Texte source:
------------------------------

Évangile de Jésus-Christ selon saint Marc 9,38-40.
Jean, l'un des Douze, disait à Jésus : « Maître, nous avons vu quelqu'un chasser des esprits mauvais en ton nom ; nous avons voulu l'en empêcher, car il n'est pas de ceux qui nous suivent. »
Jésus répondit : « Ne l'empêchez pas, car celui qui fait un miracle en mon nom ne peut pas, aussitôt après, mal parler de moi ;
celui qui n'est pas contre nous est pour nous.
Extrait de la Traduction Liturgique de la Bible - © AELF, Paris
Voici un homme qui n'est pas connu des douze et qui, cependant, chasse les esprits mauvais en employant le nom de Jésus. D'une part, cela me rappelle l'épître de Paul aux Philippiens, lorsqu'il déclare: « Dieu l’a exalté et lui a donné un nom qui est au-dessus de tout nom, afin qu’an nom de Jésus tout genou fléchisse, au ciel, sur la terre et dans les enfers ; et que toutes langue confesse que le Seigneur Jésus-Christ est dans la gloire de Dieu le Père » (Phil 2 9-11); et d'autre part, je songe que cet inconnu, cet homme que les proches disciples ne reconnaissent pas, est cependant connu de Jésus.
Cet inconnu désigne aussi bien l'un de nous, de ceux qui ont cru sans avoir vu. Nous sommes les disciples inconnus, tout comme nous sommes les serviteurs inutiles. Tout au début, après ma conversion, j'ai cherché à entrer dans un ordre religieux et j'espérais bien y faire carrière ! Mais le Seigneur n'a pas voulu cela et il m'a renvoyé dans le même milieu que j'avais quitté - tout simplement, car c'était là que je pouvais servir. Et c'est le cas du plus grand nombre.

------------------------------

Extraits de données:
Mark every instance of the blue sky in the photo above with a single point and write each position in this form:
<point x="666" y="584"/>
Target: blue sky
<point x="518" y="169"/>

------------------------------

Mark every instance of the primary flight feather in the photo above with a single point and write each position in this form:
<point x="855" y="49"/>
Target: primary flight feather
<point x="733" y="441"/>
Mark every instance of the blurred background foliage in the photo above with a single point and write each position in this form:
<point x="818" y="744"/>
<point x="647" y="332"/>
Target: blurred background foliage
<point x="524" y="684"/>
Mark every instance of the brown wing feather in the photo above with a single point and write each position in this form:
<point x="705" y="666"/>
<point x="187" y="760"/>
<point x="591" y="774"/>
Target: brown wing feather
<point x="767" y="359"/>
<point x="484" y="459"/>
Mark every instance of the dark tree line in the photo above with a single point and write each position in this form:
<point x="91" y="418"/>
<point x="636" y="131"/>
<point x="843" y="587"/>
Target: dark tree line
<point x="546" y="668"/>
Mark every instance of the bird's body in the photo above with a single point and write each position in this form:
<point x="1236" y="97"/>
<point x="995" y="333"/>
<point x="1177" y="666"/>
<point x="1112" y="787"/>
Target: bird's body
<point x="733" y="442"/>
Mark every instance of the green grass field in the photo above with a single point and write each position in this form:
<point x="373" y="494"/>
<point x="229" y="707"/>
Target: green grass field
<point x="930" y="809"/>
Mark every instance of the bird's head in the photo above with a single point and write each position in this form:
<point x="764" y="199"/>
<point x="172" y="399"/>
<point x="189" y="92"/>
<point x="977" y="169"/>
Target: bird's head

------------------------------

Rédigez la suite du commentaire sur l'Évangile selon saint Marc (9,38-40) en reprenant après sa dernière phrase.

Le petit mot de Jésus : "Celui qui n'est pas contre nous est pour nous" n'entre pas en réelle contradiction avec cet autre : "Celui qui n'est pas avec nous est contre nous". Évidemment, c'est d'une grande subtilité fondée, je le crois, sur le fait qu'un homme peut changer et change parfois beaucoup avant d'être établi. Je songe de nouveau à la jeune Simone Weil. Juive issue d'un milieu complètement agnostique, elle a cinq ans à peine quand éclate la première guerre mondiale. On lui propose le "marrainage" d'un soldat et c'est ainsi qu'elle découvre non pas tant la misère des hommes du front, mais la compassion dans son cœur. Elle renonce à un morceau de sucre, d'abord, mais ensuite à toute sa ration de sucre durant toute la durée de guerre. Comme dit un auteur, c'est à partir de ce moment-là qu'elle fut "atteinte de la compassion" (comme on dirait d'une maladie), qui va finalement orienter toute sa vie. Bien plus tard, elle rencontrera effectivement Jésus, mais sans avoir cherché autre chose que "la vérité". Pour moi, sa vie est une très belle illustration de l'existence des "disciples inconnus".